**Written task:** Reproduce word for word the section of the arbitration rules text that begins with the words "(b) The law" and ends with "place of arbitration.".

**Provided text:**
------

AWARDS AND OTHER DECISIONS
Laws
Applicable to the Substance of the Dispute,
the Arbitration and the Arbitration Agreement
Article
59
(a) The Tribunal shall decide
the substance of the dispute in accordance
with the law or rules of law chosen by the
parties. Any designation of the law of a given
State shall be construed, unless otherwise
expressed, as directly referring to the substantive
law of that State and not to its conflict
of laws rules. Failing a choice by the parties,
the Tribunal shall apply the law or rules
of law that it determines to be appropriate.
In all cases, the Tribunal shall decide having
due regard to the terms of any relevant contract
and taking into account applicable trade usages.
The Tribunal may decide as amiable compositeur
or ex aequo et bono only if the parties have
expressly authorized it to do so.
(b) The law applicable to
the arbitration shall be the arbitration law
of the place of arbitration, unless the parties
have expressly agreed on the application of
another arbitration law and such agreement
is permitted by the law of the place of arbitration.
(c) An Arbitration Agreement
shall be regarded as effective if it conforms
to the requirements concerning form, existence,
validity and scope of either the law or rules
of law applicable in accordance with paragraph
(a), or the law applicable in accordance with
paragraph (b).
Currency
and Interest
Article
60
(a) Monetary amounts in the
award may be expressed in any currency.
(b) The Tribunal may award
simple or compound interest to be paid by
a party on any sum awarded against that party.

------

**Data:**
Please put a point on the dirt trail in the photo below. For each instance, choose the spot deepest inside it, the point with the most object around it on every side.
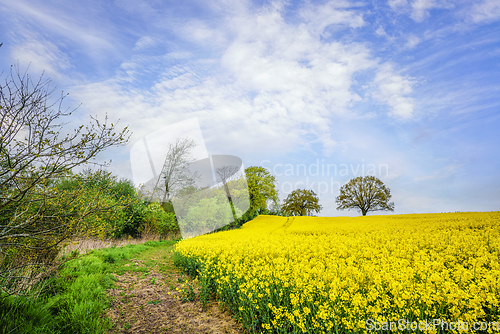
(147, 298)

------

**Result for this exercise:**
(b) The law applicable to
the arbitration shall be the arbitration law
of the place of arbitration, unless the parties
have expressly agreed on the application of
another arbitration law and such agreement
is permitted by the law of the place of arbitration.